Instructions for the task: Below are some records; return each one exactly.

Data:

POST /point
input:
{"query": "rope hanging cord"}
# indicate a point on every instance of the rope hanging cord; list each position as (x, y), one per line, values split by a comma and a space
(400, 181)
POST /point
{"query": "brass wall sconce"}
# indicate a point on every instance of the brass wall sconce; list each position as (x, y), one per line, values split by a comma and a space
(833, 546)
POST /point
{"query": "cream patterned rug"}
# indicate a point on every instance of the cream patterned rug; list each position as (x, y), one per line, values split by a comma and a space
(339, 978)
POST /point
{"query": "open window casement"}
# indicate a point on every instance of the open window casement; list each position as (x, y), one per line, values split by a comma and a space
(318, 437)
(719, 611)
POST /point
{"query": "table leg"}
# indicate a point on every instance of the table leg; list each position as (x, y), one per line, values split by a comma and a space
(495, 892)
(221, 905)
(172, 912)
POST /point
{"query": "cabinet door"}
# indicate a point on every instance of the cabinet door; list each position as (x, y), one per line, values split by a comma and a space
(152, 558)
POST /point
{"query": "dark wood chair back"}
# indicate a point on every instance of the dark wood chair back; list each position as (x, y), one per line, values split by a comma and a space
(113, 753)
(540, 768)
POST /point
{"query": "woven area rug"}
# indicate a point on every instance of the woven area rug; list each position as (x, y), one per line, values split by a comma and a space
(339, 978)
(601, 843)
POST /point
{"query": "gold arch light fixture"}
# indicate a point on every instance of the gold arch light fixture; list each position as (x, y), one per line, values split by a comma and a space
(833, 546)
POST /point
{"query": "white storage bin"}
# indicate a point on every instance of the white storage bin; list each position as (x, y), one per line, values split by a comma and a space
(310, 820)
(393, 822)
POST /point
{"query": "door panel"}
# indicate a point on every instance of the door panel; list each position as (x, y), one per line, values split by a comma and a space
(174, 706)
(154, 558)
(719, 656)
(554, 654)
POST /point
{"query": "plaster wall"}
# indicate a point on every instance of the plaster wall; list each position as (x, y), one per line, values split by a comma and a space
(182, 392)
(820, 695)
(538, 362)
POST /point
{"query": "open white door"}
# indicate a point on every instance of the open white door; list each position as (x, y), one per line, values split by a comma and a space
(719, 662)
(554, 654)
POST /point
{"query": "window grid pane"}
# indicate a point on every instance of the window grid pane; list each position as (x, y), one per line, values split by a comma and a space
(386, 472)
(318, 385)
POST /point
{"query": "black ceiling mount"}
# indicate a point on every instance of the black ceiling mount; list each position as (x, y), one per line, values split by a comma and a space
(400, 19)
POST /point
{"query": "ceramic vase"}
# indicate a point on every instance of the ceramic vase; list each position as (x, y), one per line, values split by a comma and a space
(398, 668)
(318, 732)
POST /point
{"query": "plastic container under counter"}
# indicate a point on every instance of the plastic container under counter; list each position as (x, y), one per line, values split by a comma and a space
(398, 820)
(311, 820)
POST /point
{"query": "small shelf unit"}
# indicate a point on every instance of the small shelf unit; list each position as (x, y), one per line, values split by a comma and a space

Problem solution:
POST /point
input:
{"query": "rope hanging cord"}
# indicate a point on every instance of the rope hanging cord; list each position as (x, y), one per line, values split by a comma and a space
(400, 181)
POST /point
{"query": "brass wall sconce"}
# indicate a point on every instance of the brass wall sconce; list each position as (x, y), one per line, values split by a comma and a space
(833, 546)
POST /point
{"query": "cream patterned rug"}
# indicate a point on every instance of the cream patterned rug; list each position as (x, y), one per line, values split by a comma and a space
(339, 978)
POST /point
{"query": "open window casement"}
# indicate a point on every instance of the open window casement; list each position as (x, y), one per line, values split by a comma and a space
(318, 437)
(719, 611)
POST /point
{"query": "table leg"}
# indicate a point on every instance of the table leg; list each position as (x, y), one per line, values split by a comma and a space
(495, 892)
(221, 905)
(172, 912)
POST /point
{"query": "cabinet door"}
# indicate a point on every instance of the cabinet door; list each position as (x, y), one per line, values split by a comma and a space
(152, 558)
POST /point
{"query": "dark wood chair back"}
# indicate a point on every instance of the dark wood chair back; list each position as (x, y), one per line, values split by a comma and a space
(113, 753)
(540, 768)
POST /point
{"query": "woven area rug"}
# indicate a point on every instance of the woven area rug; list each position as (x, y), one per line, values split by a comma and a space
(339, 978)
(601, 843)
POST /point
{"query": "gold arch light fixture"}
# indicate a point on every instance of the gold arch light fixture; list each position as (x, y), one per line, values split by a comma and a space
(833, 546)
POST /point
{"query": "white storage bin"}
# indicate a point on every instance of the white storage bin; list each position as (x, y), one per line, values split by a comma and a space
(310, 820)
(393, 822)
POST /point
{"query": "door panel"}
# indicate a point on every instance of the door panel; list each position as (x, y), one per line, values split by a comma and a space
(174, 706)
(154, 558)
(719, 656)
(554, 654)
POST /point
{"query": "plaster wall"}
# indicate a point on every instance of the plaster wall; list each position as (x, y), one per line, values split by a comma and a space
(182, 392)
(820, 695)
(538, 362)
POST /point
{"query": "open white door"}
# indicate a point on every instance of the open white door; list each position as (x, y), one per line, values split by a comma and a space
(719, 662)
(554, 654)
POST /point
{"query": "window grid pane"}
# indicate a point on every instance of the window grid pane; list each position as (x, y), one per line, values split by a comma and a space
(386, 472)
(318, 385)
POST /point
{"query": "black ceiling mount"}
# indicate a point on every instance of the black ceiling mount; list each position as (x, y), one per line, values split by a comma and a space
(400, 19)
POST /point
{"query": "ceramic vase"}
# indicate a point on every instance of the ceramic vase; list each position as (x, y), one per line, values split by a comma and a space
(398, 668)
(318, 732)
POST /point
{"query": "plastic container under counter"}
# indicate a point on every instance of the plastic container under counter; list each position as (x, y), one per line, values split by a comma and a space
(398, 820)
(311, 820)
POST /point
{"query": "small shelf unit"}
# indicate a point on every instance of the small shelf unit; list each position as (x, y), one per line, values split by a comma and a space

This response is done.